Records for the exercise -
────────────────────────────────────────

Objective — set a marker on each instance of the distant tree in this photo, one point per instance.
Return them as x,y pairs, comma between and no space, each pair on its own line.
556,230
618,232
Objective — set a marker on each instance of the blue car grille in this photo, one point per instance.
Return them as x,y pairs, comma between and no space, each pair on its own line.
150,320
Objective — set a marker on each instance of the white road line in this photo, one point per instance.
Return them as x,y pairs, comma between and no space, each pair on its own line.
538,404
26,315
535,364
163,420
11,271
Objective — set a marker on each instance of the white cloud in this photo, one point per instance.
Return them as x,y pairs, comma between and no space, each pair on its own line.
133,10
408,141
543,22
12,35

────────────────────────────────────────

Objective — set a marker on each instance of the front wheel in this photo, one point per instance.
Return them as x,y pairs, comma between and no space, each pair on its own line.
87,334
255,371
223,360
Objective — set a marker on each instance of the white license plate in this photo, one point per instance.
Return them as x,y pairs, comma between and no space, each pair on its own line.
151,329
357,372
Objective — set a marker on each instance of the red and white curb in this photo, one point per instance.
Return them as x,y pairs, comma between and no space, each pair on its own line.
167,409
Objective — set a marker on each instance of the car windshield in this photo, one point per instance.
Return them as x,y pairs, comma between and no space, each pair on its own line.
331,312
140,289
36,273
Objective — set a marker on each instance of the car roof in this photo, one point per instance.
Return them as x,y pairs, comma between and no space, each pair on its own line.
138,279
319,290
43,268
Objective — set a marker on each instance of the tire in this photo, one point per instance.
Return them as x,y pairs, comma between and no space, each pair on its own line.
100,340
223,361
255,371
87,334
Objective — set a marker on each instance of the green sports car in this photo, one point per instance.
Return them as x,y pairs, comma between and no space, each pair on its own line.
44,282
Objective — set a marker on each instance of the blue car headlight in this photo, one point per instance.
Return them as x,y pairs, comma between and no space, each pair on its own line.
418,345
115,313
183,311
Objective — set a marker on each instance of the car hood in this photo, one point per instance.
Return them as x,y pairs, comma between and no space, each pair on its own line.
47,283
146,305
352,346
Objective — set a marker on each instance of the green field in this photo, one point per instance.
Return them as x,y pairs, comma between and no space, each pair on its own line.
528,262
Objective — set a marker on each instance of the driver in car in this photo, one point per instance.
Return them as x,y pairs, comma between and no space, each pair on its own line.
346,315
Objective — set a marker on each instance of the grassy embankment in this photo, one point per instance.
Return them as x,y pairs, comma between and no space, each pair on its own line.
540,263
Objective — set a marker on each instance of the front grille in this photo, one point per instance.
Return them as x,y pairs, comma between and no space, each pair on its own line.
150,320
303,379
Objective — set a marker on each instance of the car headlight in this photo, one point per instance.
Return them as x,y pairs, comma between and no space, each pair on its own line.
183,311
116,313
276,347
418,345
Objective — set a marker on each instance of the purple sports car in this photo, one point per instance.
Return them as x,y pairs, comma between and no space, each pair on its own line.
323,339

────────────────────────────────────────

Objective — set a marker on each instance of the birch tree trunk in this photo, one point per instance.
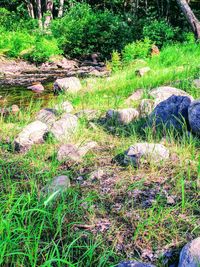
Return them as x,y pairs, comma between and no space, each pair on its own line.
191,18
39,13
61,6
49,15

────────────────────────────────────────

Short task - Return every line of the entries above that contains the word "green". Case counts.

Finished exercise -
Objective — set a marker on each instance of the green sports car in this photo, one point per instance.
Objective — set a marker on each instance of the green field in this photo, one point per instance.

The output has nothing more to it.